■ Extrait choisi ■
Retrouver une poétique du vivre ensemble

— Propos de Patrik Chamoiseau recueillis par Olivier Doubre et Christophe Kantcheff pour Politis

patrick_chamoiseauPour l’écrivain Patrick Chamoiseau, il y a dans la culture française de quoi puiser une nouvelle éthique, afin de faire face aux défis actuels et de retrouver le sens de la beauté du monde.

Demander à Patrick Chamoiseau quel est son regard sur la France consistait à faire un pas de côté, fort de l’éloignement de ce petit bout de France atypique, créolisé et longtemps colonial, qu’est la Martinique. C’est du Lamentin, bourgade où il vit, que le lauréat du prix Goncourt 1992 (pour le superbe Texaco, fresque revisitant l’histoire de son île sur trois générations) nous a répondu. Son rapport à la France passe d’abord par la langue, « matière première » mais certainement pas « naturelle » pour l’auteur d’Écrire en pays dominé (Gallimard, 1997). Ainsi que par la conscience d’une France immergée dans le « tout-monde », cher à son maître Édouard Glissant, nécessaire à l’ouverture à l’Autre⋅

Puisque nous consacrons ce dossier à « la France qu’on aime », quelle est la France que vous aimez ?

Patrick Chamoiseau : Celle des poètes, Villon, Lamartine, Hugo, Lautréamont, Rimbaud, Char, celle de Rabelais et de Montaigne, celle de Camus, de Sartre ou de Deleuze, de Bourdieu, d’Edgar Morin, celle de Brassens, de Ferré, de Cabrel, de Bashung… Celle de Jean Jaurès ou encore celle de Pierre Rabhi… Il y en aurait tant à citer !

À quoi fait écho, chez vous, cette France-là ?

Elle m’a assuré une fréquentation assidue de la beauté. Cette fréquentation induit une éthique, pas seulement un humanisme vertical, coupé de son entour et l’exploitant jusqu’à se menacer lui-même, mais véritablement une manière de bien vivre dans un rapport très humble et très respectueux au vivant. L’éthique qui se nourrit de beauté n’est pas une simple mécanique de « valeurs » que l’on s’envoie à la figure, que l’on peut même manier comme des masses meurtrières, mais une intelligence relationnelle qui vous inspire le respect, la décence, le souci de l’autre et de son épanouissement, et le besoin de l’autre dans l’épanouissement de soi.

L’éthique relationnelle n’est jamais simple. Tout en étant de construction individuelle,elle se nourrit de solidarités collectives, elle se souvient de la morale, elle intègre les dignités républicaines, elle s’imprègne des avancées de la pensée et de la science.

■ Travail demandé ■
Citez fidèlement l'extrait sur Patrick Chamoiseau, en commençant par « Elle m’a assuré » et en poursuivant jusqu'à « l’épanouissement de soi. ». Appuyez-vous uniquement sur l'extrait.

■ Données répertoriées ■
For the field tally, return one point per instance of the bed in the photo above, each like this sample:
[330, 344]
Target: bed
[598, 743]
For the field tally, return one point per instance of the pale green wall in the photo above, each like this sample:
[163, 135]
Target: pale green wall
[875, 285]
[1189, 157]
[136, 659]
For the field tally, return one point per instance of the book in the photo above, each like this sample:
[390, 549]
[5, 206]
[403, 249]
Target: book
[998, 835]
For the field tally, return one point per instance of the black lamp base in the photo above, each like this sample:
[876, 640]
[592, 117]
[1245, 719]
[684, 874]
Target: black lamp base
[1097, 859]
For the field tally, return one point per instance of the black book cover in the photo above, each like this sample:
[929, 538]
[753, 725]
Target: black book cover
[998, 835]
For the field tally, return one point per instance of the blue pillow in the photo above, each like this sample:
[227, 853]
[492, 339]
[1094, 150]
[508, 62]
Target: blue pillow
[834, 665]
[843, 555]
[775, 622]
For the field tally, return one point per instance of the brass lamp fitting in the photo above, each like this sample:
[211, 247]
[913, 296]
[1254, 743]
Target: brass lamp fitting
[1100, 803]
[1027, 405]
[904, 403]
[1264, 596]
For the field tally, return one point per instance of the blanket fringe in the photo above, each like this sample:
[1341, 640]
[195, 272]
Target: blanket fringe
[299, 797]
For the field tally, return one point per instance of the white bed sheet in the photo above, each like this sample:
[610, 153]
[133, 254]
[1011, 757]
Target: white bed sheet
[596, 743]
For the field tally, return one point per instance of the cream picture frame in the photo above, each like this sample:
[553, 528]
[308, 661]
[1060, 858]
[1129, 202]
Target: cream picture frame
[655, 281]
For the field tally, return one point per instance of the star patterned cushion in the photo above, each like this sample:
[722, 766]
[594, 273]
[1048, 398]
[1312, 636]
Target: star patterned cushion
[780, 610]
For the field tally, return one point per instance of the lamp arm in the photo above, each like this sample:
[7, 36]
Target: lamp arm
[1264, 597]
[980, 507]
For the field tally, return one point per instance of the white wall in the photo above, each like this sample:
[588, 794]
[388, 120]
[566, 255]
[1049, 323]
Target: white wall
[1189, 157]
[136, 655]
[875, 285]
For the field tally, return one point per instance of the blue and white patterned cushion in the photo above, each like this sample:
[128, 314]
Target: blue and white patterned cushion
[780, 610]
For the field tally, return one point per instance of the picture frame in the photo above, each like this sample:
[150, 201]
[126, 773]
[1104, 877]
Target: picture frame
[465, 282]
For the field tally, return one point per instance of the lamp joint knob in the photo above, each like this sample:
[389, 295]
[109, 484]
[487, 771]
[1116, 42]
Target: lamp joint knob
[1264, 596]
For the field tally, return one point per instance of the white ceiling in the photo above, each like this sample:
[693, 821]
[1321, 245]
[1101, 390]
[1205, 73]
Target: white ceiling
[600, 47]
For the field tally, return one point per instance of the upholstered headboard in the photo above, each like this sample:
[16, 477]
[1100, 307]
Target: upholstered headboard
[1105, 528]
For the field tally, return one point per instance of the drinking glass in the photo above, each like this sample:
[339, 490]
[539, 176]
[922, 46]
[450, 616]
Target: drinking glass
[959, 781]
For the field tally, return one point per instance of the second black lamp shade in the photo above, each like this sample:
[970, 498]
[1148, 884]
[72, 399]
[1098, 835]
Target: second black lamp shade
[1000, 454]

■ Réponse donnée ■
Elle m’a assuré une fréquentation assidue de la beauté. Cette fréquentation induit une éthique, pas seulement un humanisme vertical, coupé de son entour et l’exploitant jusqu’à se menacer lui-même, mais véritablement une manière de bien vivre dans un rapport très humble et très respectueux au vivant. L’éthique qui se nourrit de beauté n’est pas une simple mécanique de « valeurs » que l’on s’envoie à la figure, que l’on peut même manier comme des masses meurtrières, mais une intelligence relationnelle qui vous inspire le respect, la décence, le souci de l’autre et de son épanouissement, et le besoin de l’autre dans l’épanouissement de soi.